START
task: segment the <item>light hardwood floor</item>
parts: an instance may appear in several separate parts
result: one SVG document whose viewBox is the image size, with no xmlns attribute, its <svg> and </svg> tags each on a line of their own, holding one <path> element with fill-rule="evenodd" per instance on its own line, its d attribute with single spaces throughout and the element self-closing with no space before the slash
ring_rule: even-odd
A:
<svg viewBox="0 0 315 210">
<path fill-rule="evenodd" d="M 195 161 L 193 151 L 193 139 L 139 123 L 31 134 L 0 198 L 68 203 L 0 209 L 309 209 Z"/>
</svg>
END
**Exercise prompt:** Nothing in the data may differ; print all of it exactly as written.

**Result of the task:**
task: segment the <item>light hardwood floor</item>
parts: an instance may appear in several separate parts
result: one SVG document whose viewBox is the image size, with no xmlns attribute, its <svg> and </svg> tags each on a line of their own, holding one <path> element with fill-rule="evenodd" per instance on its own line, its d attribute with single spaces throughout and the element self-closing with no space before the slash
ring_rule: even-odd
A:
<svg viewBox="0 0 315 210">
<path fill-rule="evenodd" d="M 195 161 L 193 151 L 193 139 L 139 123 L 31 134 L 0 198 L 68 203 L 0 209 L 309 209 Z"/>
</svg>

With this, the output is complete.